**TO BE DONE:** Starting with the line that has "Where can you spot the snow-covered roof?" in it, repeat every line through the last one, word for word, and give nothing more.

**DATA FOR THIS EXERCISE:**
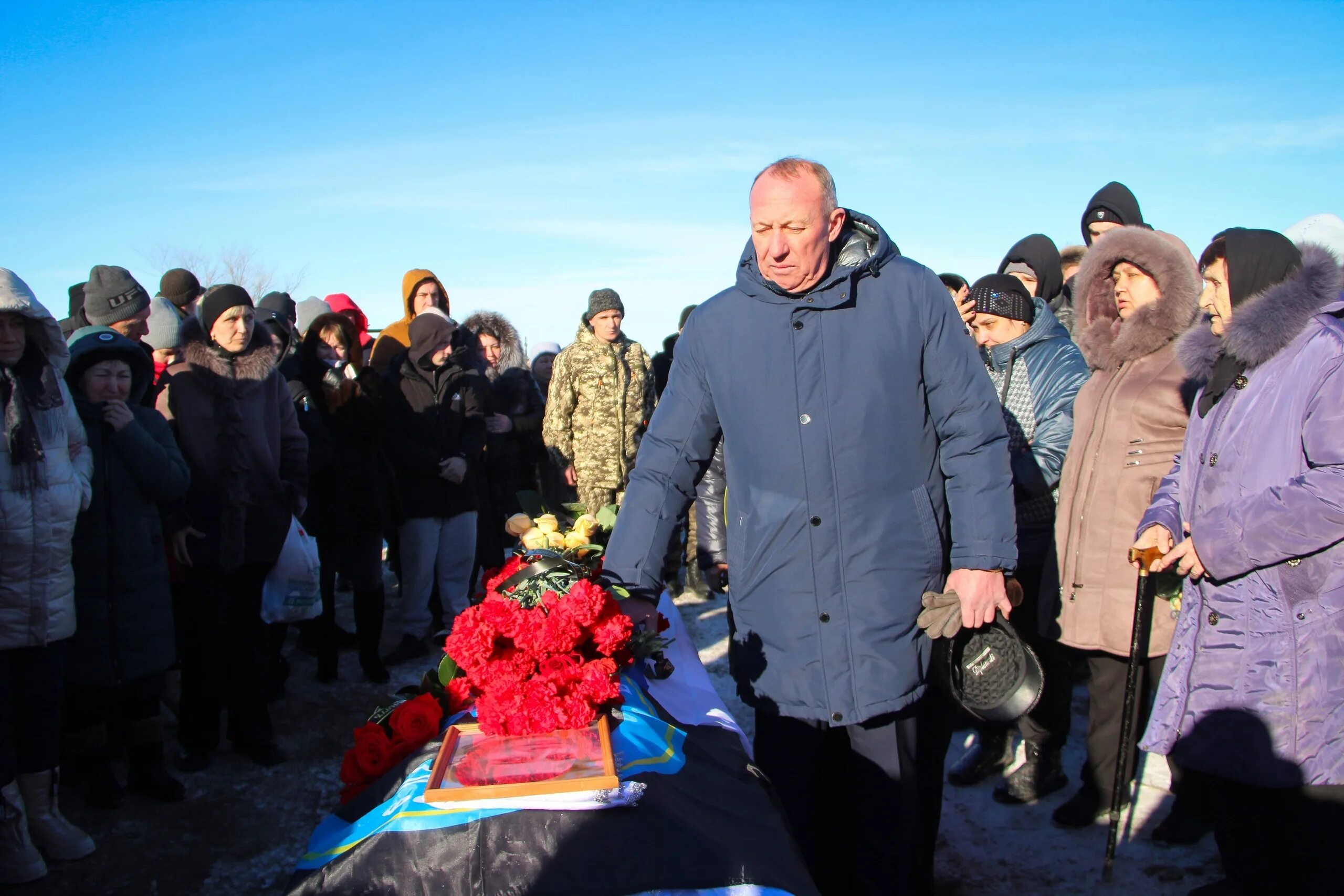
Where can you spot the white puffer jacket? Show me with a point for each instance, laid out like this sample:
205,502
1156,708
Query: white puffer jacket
37,581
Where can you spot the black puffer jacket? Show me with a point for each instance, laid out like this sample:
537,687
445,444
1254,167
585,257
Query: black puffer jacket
353,489
435,414
123,601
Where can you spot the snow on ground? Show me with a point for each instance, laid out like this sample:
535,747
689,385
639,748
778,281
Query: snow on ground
990,849
243,828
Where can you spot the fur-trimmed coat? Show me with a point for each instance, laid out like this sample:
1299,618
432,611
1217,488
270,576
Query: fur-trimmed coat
510,457
236,424
1129,419
1254,688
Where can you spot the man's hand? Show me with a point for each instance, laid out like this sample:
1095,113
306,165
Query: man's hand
179,544
1155,536
980,592
1184,556
454,469
118,416
642,610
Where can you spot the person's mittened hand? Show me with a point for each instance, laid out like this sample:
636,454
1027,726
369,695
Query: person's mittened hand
118,416
941,614
982,593
454,469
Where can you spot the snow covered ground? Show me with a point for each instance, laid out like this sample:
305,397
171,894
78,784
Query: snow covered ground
990,849
243,828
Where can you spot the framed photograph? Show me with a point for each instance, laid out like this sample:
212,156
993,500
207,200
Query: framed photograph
478,766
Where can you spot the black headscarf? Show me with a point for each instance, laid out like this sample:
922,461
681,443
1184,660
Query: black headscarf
1256,261
1041,254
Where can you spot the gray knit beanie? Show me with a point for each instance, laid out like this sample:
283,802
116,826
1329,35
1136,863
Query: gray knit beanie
603,300
163,323
112,294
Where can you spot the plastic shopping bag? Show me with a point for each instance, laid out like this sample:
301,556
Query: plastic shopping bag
293,589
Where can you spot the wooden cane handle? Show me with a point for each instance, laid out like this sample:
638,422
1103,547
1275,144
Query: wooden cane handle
1147,558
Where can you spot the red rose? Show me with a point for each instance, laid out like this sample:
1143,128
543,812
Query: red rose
373,749
460,695
417,719
350,770
350,792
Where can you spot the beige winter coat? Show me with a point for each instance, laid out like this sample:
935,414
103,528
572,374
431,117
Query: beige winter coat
1129,422
37,523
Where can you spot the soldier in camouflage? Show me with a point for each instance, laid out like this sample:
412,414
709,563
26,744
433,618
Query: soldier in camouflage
600,402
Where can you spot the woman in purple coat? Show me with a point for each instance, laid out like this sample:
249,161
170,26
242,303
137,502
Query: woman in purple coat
1253,693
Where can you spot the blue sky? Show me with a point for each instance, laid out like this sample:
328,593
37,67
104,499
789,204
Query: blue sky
531,152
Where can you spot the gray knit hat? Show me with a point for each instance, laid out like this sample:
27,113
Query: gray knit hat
163,324
112,294
603,300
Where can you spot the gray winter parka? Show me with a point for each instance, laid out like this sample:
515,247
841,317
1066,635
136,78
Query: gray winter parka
121,573
867,457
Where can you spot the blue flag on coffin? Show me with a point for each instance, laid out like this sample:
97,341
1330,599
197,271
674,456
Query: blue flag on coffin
705,823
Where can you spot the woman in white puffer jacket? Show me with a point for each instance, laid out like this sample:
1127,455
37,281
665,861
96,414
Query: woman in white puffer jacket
45,483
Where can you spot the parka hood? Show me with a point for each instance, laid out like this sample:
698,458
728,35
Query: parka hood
1266,323
512,355
93,344
1105,340
1115,202
17,297
1041,254
862,249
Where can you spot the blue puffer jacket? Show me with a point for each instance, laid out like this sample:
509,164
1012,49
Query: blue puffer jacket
867,457
1042,370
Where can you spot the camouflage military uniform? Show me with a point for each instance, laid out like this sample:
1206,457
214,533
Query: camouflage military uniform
601,399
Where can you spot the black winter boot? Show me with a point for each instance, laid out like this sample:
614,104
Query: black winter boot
1038,777
369,632
991,753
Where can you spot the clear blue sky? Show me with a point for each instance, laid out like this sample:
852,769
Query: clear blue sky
531,152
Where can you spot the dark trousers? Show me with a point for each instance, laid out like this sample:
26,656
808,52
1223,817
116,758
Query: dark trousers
32,684
1283,840
359,555
101,719
863,801
1105,711
225,659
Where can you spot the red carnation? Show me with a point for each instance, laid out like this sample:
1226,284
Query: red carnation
417,719
373,747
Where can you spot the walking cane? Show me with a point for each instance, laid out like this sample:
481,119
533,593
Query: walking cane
1144,598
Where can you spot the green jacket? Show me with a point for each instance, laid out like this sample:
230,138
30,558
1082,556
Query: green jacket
600,404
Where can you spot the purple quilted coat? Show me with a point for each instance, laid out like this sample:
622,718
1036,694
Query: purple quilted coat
1254,683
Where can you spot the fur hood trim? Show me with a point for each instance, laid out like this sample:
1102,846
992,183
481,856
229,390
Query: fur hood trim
253,364
1266,323
1105,340
512,355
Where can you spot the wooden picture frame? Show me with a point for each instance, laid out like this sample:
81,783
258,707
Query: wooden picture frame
460,741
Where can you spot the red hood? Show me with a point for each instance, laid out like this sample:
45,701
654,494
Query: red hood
340,303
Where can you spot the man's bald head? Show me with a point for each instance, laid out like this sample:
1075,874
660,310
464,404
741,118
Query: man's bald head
793,222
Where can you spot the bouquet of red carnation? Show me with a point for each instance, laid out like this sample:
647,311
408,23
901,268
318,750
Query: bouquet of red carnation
393,734
543,649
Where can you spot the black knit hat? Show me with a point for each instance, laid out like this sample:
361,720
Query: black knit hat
179,287
1004,296
112,294
281,304
219,300
603,300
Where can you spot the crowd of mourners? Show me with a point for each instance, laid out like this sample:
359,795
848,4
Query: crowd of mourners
158,448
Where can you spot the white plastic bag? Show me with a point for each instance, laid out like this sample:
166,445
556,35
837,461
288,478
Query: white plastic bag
293,589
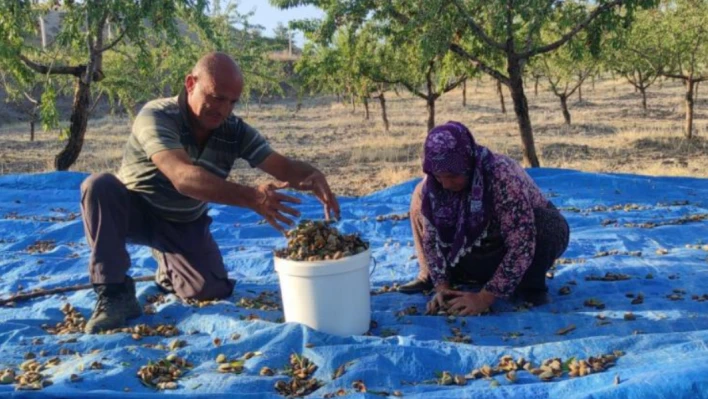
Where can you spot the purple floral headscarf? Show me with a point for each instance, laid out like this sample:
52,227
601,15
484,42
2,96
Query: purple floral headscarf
454,220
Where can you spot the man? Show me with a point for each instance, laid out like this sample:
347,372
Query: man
177,159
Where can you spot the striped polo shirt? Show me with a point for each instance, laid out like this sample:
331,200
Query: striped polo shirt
163,125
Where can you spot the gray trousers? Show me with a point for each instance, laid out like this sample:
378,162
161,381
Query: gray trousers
186,253
552,235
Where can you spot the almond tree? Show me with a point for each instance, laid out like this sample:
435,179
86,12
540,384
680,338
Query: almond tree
629,58
511,29
88,31
681,48
482,32
566,69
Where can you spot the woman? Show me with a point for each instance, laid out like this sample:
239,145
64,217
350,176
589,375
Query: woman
478,216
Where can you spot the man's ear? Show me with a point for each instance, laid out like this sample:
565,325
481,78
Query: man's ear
189,82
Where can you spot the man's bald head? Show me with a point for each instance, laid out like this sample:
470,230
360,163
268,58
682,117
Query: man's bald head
217,65
213,88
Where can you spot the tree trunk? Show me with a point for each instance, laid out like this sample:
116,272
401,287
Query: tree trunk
688,130
431,113
643,90
521,108
564,107
501,96
382,101
77,128
464,93
535,86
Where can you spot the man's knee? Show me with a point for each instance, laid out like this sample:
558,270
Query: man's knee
211,289
99,184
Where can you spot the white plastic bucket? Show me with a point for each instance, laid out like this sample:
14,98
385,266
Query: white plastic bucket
331,296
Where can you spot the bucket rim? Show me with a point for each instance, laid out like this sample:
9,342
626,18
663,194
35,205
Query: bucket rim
328,261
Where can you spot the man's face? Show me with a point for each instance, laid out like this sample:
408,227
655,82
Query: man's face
212,101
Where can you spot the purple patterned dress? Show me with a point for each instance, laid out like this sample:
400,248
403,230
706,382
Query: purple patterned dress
499,203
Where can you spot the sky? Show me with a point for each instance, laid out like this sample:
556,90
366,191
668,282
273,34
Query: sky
269,16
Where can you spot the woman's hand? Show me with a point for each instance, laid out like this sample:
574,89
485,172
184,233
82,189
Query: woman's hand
469,303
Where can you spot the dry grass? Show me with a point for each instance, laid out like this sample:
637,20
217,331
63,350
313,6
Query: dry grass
610,133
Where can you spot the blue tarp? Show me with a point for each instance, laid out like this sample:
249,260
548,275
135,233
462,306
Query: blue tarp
665,350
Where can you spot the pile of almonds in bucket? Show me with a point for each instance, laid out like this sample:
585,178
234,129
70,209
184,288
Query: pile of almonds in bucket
318,240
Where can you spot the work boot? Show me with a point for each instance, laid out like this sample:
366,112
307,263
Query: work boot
116,304
162,280
416,286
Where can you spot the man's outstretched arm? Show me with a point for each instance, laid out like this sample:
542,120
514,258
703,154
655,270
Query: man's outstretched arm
302,176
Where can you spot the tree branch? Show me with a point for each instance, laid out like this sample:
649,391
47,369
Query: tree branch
535,24
479,64
408,86
478,29
113,43
550,47
54,70
509,27
453,85
581,80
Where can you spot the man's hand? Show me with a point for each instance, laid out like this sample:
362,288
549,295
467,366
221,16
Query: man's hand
302,176
271,205
470,303
317,183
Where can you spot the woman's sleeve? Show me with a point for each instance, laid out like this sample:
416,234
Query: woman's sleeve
512,207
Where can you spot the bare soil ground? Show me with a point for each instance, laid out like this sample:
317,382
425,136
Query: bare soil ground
610,133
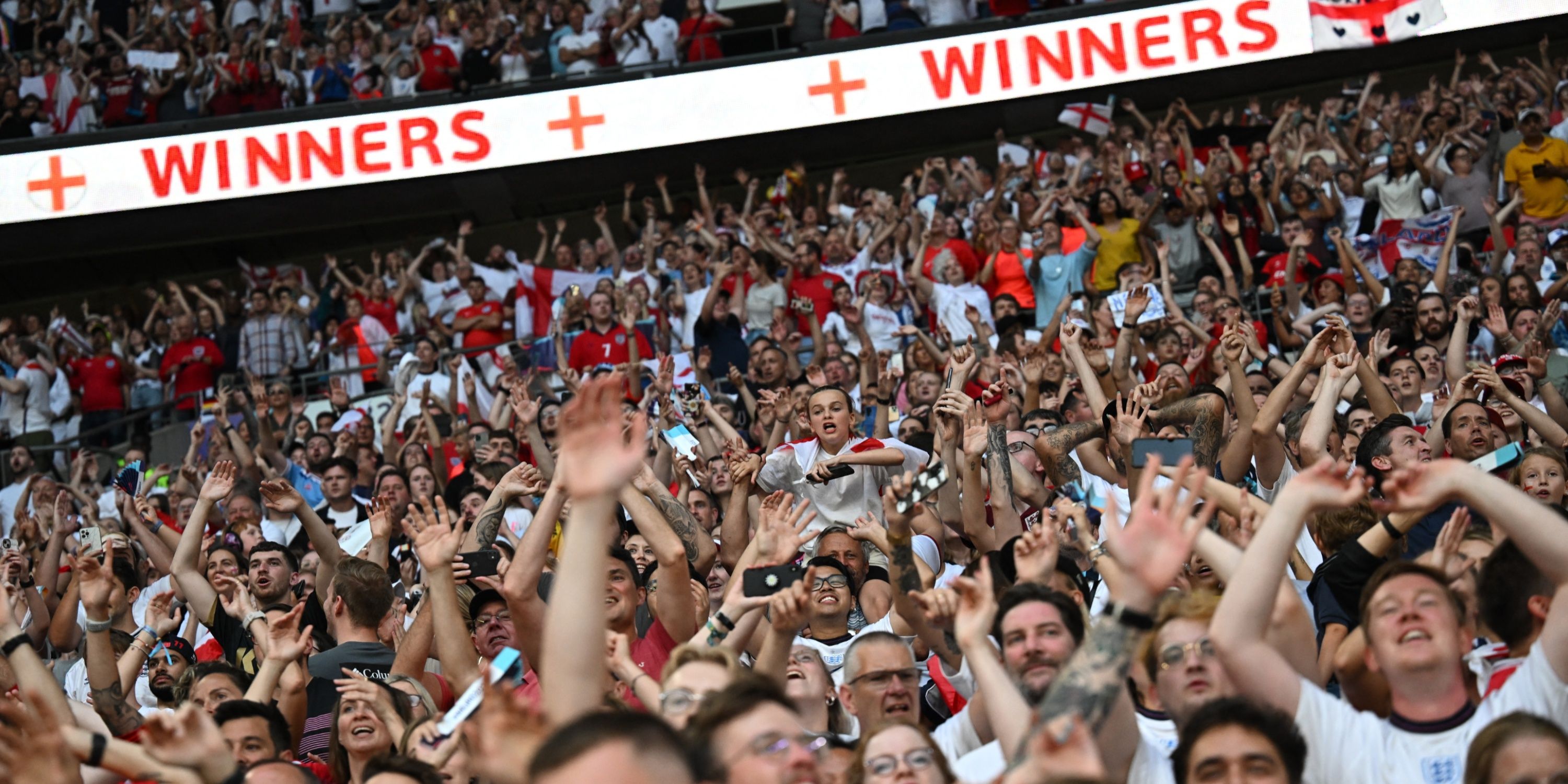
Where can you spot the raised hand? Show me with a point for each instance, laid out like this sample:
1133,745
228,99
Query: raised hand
976,609
1155,545
220,483
430,529
596,458
1327,485
281,498
286,642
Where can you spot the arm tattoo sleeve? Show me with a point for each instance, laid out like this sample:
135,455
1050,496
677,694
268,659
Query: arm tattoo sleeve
996,458
1062,443
490,523
679,520
1092,681
118,716
1198,411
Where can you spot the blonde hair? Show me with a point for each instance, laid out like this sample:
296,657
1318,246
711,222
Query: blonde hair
689,653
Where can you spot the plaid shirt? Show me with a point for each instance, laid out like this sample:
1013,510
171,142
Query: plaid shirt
267,347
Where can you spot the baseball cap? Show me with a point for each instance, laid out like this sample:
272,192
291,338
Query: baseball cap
480,599
175,645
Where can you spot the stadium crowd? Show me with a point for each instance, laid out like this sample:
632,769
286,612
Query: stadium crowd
885,449
70,66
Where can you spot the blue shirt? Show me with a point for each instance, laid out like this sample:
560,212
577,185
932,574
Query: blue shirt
305,482
335,82
1060,275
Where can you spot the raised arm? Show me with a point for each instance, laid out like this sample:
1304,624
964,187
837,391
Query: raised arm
596,460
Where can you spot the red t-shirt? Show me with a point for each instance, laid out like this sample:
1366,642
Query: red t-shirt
1305,272
651,653
101,383
436,59
385,311
482,336
593,349
195,375
817,289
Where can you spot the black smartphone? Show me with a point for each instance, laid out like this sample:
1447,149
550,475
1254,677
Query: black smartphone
482,563
767,581
835,472
1170,451
926,485
520,356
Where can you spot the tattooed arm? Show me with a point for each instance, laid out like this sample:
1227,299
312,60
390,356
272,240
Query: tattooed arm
1206,416
1056,451
673,603
698,543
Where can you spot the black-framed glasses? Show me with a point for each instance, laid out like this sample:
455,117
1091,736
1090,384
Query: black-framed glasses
679,701
1177,653
883,678
916,758
774,745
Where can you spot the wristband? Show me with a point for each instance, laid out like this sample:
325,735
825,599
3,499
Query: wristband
1393,532
96,756
1131,618
13,643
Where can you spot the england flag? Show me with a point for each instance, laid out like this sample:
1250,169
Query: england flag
1354,24
1093,118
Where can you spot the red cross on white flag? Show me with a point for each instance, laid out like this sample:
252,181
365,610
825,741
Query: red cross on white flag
1093,118
1346,24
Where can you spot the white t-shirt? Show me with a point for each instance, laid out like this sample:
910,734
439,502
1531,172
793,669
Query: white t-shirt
1373,750
576,43
664,32
949,303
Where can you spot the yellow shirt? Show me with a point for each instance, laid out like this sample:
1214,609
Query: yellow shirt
1115,250
1547,198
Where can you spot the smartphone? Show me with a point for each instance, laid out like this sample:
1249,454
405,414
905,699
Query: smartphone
129,479
482,563
926,485
1500,460
358,538
91,538
835,472
767,581
521,358
1170,451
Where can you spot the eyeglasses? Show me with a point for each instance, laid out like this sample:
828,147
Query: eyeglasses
679,701
1175,654
883,678
918,759
485,620
772,745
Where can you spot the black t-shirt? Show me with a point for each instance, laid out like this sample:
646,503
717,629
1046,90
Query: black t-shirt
239,650
372,661
722,336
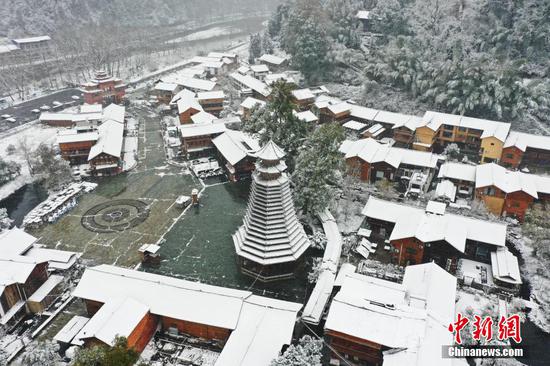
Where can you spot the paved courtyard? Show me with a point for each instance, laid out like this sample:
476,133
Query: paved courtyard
153,182
136,208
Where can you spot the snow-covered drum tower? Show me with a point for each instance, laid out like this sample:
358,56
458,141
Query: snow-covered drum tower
271,241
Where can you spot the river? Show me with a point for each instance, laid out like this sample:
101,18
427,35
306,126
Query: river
22,201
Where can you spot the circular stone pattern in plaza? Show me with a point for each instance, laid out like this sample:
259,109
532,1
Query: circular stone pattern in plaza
115,216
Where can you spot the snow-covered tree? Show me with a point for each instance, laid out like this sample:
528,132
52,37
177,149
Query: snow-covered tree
452,151
305,38
10,150
3,357
277,121
255,48
267,44
344,24
318,169
52,169
8,170
41,354
5,221
118,355
306,353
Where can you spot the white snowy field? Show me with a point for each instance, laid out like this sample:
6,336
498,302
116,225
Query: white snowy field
205,34
33,135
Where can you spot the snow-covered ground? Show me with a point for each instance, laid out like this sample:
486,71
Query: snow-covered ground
205,34
33,135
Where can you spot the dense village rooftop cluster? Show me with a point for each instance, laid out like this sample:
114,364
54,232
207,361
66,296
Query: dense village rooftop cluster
25,283
364,318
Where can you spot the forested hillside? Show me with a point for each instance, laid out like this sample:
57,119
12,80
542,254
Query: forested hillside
480,58
30,17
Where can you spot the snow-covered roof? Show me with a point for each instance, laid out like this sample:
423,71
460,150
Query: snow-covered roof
71,329
194,130
116,317
185,102
363,14
397,119
307,116
446,189
323,101
16,270
372,151
171,87
524,140
222,55
32,39
91,108
363,113
339,108
48,116
507,181
322,291
217,94
57,259
505,266
354,125
213,64
415,222
259,68
46,288
203,59
250,102
458,171
114,112
252,83
236,145
197,84
6,48
260,326
396,315
435,207
272,59
265,325
303,94
111,137
345,270
498,130
203,117
69,136
164,296
271,79
17,245
243,69
270,152
375,130
184,93
319,297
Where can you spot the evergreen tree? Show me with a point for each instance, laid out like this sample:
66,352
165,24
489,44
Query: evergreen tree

**REPLY:**
Where can you spot the snow-covered roof? Show me with a point for each instance, laid out like this sample:
423,71
460,150
Query: snow-covered roof
71,329
194,130
116,317
185,102
363,14
397,119
307,116
446,189
323,101
16,270
372,151
171,87
524,140
222,55
32,39
91,108
363,113
339,108
48,116
507,181
322,291
217,94
57,259
505,266
354,125
213,64
415,222
259,68
46,288
203,59
250,102
458,171
114,112
252,83
236,145
197,84
6,48
260,326
396,315
435,207
272,59
265,325
303,94
111,137
345,270
498,130
203,117
69,136
164,296
271,79
17,245
243,69
270,152
375,130
184,93
319,297
Where can you spot the evergreen tree? Show me with a point for each instance, laid out like this sample:
66,352
165,24
489,44
Query: evergreen tree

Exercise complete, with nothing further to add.